:: Ausgangstext

Corona-Krise Plötzlich ist wieder der starke Staat gefragt

Eine Lehre gibt es nach den ersten sechs Krisen-Wochen in Deutschland schon: Der Staat ist gefordert wie nie. In der Phase des Neoliberalismus ist viel staatliche Daseinsvorsorge zerschossen worden. Und auch viel Vertrauen.

 Werner Kolhoff

Werner Kolhoff

Foto: SZ/Robby Lorenz

Jetzt wird der starke Staat wieder gebraucht. Helfend, vorsorgend, organisierend. Denn mögen sich noch so viele Menschen umsichtig verhalten, es gibt genug einzelne, die trotz Risikos zur Arbeit gehen, weil das Projekt ja fertig werden muss, oder die schnell noch in das Risikogebiet reisen, weil das Ticket ja gebucht ist. Es gibt sogar welche, die schon Toilettenpapier hamstern.

In freien Gesellschaften scheitert jede Anordnung, wenn die Einsicht der Bürger fehlt. Es ist ein Balanceakt zwischen Vertrauen und Autorität. Auf der Bundesebene geben Gesundheitsminister Jens Spahn und das Robert-Koch-Institut den Menschen bisher durchaus das Gefühl, dass sie im Krisenmodus arbeiten, sich täglich und intensiv koordinieren und ihre Maßnahmen ständig der neuen Lage anpassen. Auch kommunizieren sie intensiv mit der Öffentlichkeit. Das beruhigt. Allerdings gibt es auch schon kritische Punkte: So ist die Zurückhaltung bei der Absage von Großveranstaltungen, darunter auch Bundesligaspielen mit Publikum, kaum mehr zu verstehen. Problematisch ist auch, dass es in den Ländern offenbar unterschiedliche Standards bei Hotlines, Testzentren und Umgang mit Verdachtsfällen gibt. Nicht alle Landesregierungen arbeiten schon im Krisenmodus. Alle Maßnahmen in einer Region nützen bei freiem Reiseverkehr jedoch wenig, wenn in der anderen geschludert wird.

::::
:: Erfasste Daten

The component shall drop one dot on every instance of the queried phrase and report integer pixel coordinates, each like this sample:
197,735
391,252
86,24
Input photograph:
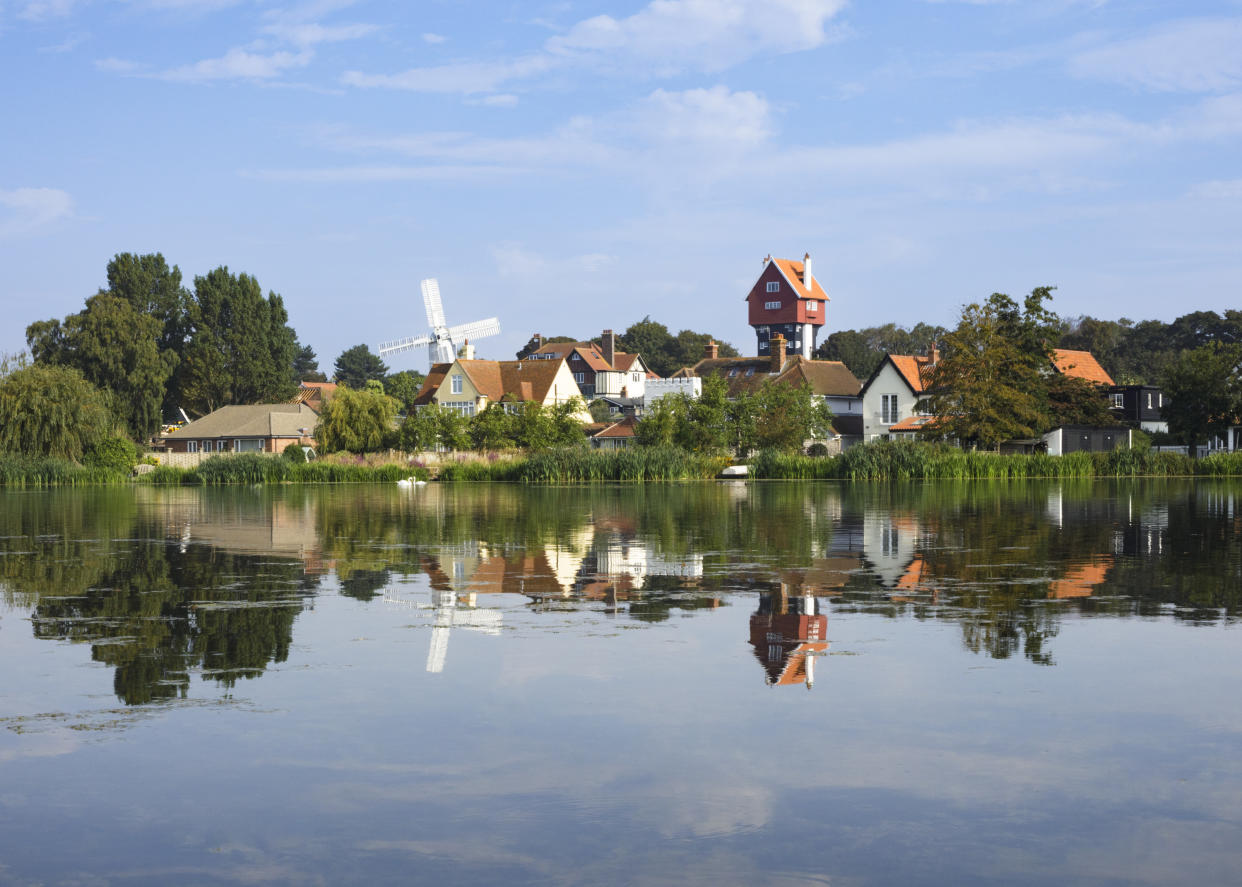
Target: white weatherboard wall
888,380
661,388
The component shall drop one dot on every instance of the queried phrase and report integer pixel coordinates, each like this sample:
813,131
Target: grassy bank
256,468
26,471
911,460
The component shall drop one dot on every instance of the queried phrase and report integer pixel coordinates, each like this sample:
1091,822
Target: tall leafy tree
990,384
47,410
306,364
241,348
116,347
1205,393
357,421
357,365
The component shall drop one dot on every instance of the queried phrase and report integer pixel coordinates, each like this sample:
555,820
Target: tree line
1134,353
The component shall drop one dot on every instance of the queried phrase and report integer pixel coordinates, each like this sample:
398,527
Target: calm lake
764,683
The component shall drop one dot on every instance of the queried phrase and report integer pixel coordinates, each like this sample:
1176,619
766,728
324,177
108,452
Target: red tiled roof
1081,365
915,369
793,272
622,429
431,384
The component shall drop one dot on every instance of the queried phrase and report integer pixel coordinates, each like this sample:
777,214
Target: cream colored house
471,385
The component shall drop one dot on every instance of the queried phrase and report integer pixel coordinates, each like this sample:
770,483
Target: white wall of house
888,383
662,388
617,384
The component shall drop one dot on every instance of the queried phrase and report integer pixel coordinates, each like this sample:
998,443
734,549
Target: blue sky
571,167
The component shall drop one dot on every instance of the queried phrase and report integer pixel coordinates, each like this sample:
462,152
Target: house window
888,409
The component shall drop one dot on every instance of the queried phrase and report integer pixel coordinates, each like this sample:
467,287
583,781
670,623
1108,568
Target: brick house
252,427
788,301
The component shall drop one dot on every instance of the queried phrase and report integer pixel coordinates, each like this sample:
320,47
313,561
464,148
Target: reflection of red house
1083,579
786,635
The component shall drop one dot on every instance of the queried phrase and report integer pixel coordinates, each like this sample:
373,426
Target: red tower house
788,300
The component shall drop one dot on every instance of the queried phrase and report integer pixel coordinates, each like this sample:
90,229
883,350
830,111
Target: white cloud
240,65
458,77
27,209
663,37
716,117
702,34
41,10
311,34
1200,55
1221,189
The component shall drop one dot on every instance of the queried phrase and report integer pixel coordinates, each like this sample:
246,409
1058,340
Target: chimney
776,353
607,347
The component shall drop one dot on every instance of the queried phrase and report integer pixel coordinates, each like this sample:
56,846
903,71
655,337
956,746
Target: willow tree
991,383
357,421
52,411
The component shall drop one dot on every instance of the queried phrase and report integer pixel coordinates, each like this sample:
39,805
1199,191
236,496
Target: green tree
358,364
493,429
990,384
241,348
116,348
1204,391
788,415
405,386
306,364
357,421
535,344
420,429
47,410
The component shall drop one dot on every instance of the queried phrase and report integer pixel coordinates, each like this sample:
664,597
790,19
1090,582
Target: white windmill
444,341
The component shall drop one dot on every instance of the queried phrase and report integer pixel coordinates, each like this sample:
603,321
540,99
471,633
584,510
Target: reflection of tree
96,567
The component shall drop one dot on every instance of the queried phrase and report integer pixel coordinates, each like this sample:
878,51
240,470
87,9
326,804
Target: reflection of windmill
444,339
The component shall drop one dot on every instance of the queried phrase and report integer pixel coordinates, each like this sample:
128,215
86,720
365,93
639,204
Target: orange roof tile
1081,365
793,272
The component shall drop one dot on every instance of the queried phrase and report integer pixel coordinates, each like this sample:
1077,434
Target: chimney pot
607,347
776,353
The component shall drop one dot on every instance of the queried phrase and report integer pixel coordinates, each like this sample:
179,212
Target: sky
574,167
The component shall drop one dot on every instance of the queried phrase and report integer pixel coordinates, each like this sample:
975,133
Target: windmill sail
431,300
441,341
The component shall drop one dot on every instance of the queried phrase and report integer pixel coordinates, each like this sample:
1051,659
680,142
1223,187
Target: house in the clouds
788,301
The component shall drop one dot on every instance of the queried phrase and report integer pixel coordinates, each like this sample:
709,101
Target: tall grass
258,468
29,471
914,460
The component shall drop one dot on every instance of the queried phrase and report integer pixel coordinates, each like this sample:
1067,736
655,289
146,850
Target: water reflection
165,584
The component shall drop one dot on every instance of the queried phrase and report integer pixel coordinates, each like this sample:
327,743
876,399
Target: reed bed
26,471
912,460
256,468
634,463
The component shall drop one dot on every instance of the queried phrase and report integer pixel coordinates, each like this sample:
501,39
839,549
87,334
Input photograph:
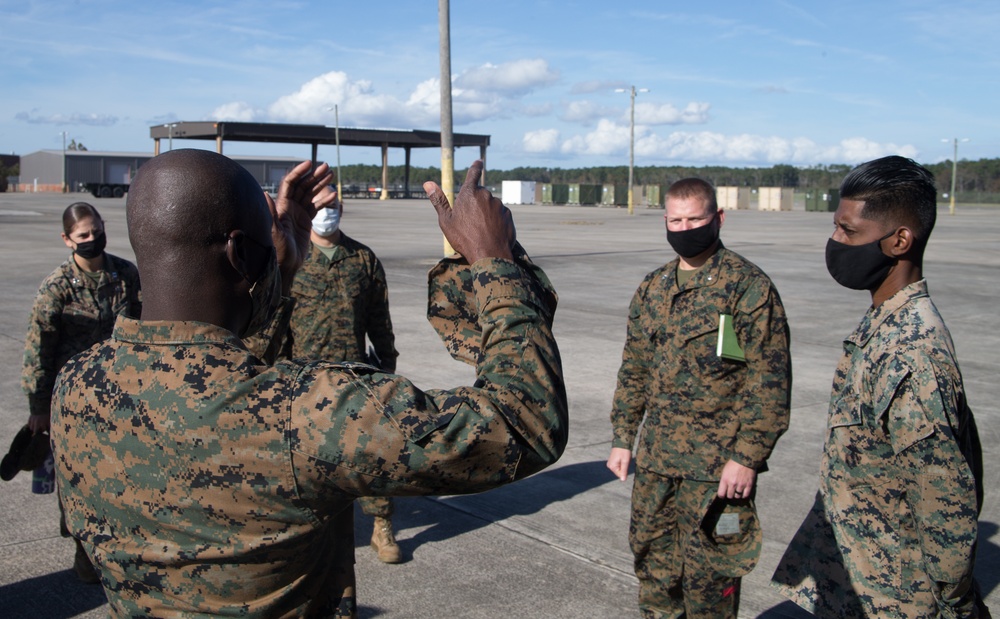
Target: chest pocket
80,319
699,341
846,411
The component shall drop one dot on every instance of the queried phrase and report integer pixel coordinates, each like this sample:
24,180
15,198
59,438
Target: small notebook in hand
728,346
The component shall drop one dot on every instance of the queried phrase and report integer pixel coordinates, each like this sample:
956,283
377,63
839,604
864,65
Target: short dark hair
694,188
896,191
77,211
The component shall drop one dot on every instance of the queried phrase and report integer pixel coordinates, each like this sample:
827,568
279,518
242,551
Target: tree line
976,179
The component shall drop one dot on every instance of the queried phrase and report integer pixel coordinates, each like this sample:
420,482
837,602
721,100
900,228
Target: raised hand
479,225
302,191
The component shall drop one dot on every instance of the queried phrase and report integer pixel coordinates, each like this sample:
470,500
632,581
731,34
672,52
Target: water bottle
43,478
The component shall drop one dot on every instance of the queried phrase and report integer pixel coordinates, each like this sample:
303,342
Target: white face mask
326,221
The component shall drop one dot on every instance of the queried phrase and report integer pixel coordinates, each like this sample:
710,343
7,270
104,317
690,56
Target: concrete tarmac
554,545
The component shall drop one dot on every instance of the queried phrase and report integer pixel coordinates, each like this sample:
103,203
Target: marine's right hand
479,226
618,462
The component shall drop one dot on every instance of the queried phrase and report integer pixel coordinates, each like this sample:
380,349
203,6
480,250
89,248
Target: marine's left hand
302,192
737,481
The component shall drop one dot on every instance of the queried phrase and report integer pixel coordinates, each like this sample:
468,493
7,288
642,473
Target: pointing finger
437,197
473,175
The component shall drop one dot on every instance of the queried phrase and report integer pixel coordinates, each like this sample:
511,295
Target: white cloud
485,92
737,149
93,120
606,139
706,146
666,114
237,111
510,79
582,88
584,112
541,141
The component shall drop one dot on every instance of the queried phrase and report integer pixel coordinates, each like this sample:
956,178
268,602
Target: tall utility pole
631,141
954,173
62,187
447,142
336,138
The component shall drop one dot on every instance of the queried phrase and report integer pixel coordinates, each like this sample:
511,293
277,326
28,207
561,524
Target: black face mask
858,267
92,248
692,242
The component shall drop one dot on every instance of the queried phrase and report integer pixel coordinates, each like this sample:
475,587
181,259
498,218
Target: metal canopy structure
314,135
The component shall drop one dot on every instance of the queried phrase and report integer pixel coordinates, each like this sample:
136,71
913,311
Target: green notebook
728,346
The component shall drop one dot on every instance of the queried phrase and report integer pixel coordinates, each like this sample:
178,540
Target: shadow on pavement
58,595
522,498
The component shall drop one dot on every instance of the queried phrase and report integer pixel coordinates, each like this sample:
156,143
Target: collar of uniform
706,275
80,278
877,315
171,332
341,250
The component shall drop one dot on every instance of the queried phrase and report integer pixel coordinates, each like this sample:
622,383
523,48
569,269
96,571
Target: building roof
309,134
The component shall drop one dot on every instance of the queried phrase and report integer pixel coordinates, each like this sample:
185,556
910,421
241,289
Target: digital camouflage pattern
72,312
338,302
201,480
690,546
451,303
894,527
700,411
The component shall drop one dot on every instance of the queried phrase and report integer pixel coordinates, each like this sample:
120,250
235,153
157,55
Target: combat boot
82,566
384,541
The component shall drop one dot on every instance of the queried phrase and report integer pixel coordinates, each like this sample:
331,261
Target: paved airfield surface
554,545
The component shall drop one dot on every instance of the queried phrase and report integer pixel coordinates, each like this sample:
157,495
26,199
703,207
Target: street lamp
170,135
954,172
62,188
336,139
631,139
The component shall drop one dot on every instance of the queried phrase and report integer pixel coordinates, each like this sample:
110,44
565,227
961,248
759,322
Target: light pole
447,137
62,187
954,172
336,139
170,135
631,138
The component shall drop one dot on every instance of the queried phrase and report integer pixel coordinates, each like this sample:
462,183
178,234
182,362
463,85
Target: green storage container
588,194
546,193
560,193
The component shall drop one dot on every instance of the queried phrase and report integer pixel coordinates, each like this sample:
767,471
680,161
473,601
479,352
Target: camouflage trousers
345,585
377,506
690,547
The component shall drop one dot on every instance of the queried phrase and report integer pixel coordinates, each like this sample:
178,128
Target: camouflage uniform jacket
701,410
337,303
901,452
203,481
72,312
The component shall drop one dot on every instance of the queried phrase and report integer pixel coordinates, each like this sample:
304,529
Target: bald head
188,198
200,228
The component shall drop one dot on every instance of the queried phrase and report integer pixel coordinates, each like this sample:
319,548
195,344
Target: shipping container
733,198
518,192
775,198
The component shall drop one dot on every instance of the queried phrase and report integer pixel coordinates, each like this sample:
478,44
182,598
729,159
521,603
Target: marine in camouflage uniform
205,480
75,308
73,311
894,527
893,530
339,300
698,412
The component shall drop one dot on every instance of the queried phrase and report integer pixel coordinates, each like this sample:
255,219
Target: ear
902,241
236,253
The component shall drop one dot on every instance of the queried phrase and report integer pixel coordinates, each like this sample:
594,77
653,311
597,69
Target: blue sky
734,83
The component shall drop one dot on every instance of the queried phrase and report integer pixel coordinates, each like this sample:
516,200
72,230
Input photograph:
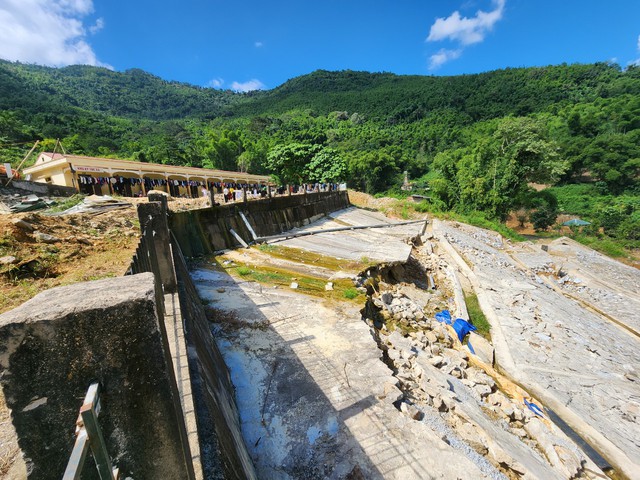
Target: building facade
111,176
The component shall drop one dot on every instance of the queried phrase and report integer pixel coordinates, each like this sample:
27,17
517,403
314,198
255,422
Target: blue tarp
534,408
444,316
462,327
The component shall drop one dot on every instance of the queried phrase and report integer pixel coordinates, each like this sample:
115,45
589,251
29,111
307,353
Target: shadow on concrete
293,399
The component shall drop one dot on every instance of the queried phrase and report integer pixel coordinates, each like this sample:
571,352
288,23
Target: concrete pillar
64,339
155,230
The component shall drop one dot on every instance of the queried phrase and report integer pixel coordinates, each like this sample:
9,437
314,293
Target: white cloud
463,31
96,27
47,32
216,83
253,84
466,30
443,56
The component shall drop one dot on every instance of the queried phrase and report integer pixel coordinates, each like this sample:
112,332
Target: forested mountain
478,141
131,94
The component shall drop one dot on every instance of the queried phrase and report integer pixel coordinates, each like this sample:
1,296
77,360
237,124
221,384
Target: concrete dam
326,352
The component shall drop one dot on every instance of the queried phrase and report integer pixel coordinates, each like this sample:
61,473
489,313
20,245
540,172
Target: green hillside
476,141
131,94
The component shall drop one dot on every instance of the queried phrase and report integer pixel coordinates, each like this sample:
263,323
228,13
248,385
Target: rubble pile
445,386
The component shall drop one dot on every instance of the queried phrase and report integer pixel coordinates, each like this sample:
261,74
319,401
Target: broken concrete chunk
45,237
23,225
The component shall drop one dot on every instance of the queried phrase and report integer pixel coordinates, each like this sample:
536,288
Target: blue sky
250,45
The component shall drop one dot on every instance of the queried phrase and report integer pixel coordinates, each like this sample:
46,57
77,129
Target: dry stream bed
342,371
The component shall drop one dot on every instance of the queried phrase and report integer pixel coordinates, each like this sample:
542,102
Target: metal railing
89,435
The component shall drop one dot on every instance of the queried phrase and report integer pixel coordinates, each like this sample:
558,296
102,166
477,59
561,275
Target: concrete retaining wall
53,346
44,189
205,231
214,394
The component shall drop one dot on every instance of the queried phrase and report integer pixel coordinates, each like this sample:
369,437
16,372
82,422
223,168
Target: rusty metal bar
89,434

::::

▶ _Deine Aufgaben_
**A.** Fasse den Text zur Corona-Krise in zwei Sätzen zusammen.
**B.** Führe den Text zur Corona-Krise nach seinem letzten Satz weiter.

▶ _Die Lösungen_
**A.** Nach den ersten sechs Krisenwochen in Deutschland ist der Staat gefordert wie nie, denn auch wenn sich viele Menschen umsichtig verhalten, gehen genug einzelne trotz Risikos zur Arbeit oder reisen in Risikogebiete. Gesundheitsminister Jens Spahn und das Robert-Koch-Institut vermitteln zwar das Gefühl, im Krisenmodus zu arbeiten, doch die Zurückhaltung bei der Absage von Großveranstaltungen und die unterschiedlichen Standards in den Ländern sind kritische Punkte.

**B.**
Außerdem zeigt sich: Ärzte und Kliniken sind der Flaschenhals, durch den diese Krise hindurch muss. Wenn sie ausfallen, geht nichts mehr. Warum gibt es für die Beschäftigten des Gesundheitssystems nicht genug Vorräte an Schutzkleidung? Hat man so etwas im Bundesamt für Bevölkerungsschutz und Katastrophenschutz nie durchgespielt? Wie kann dieses Problem so schnell wie möglich gelöst werden? Nicht auszudenken, wenn das Virus gefährlicher wäre,  als es ist. Dann wäre schon jetzt viel mehr zusammengebrochen.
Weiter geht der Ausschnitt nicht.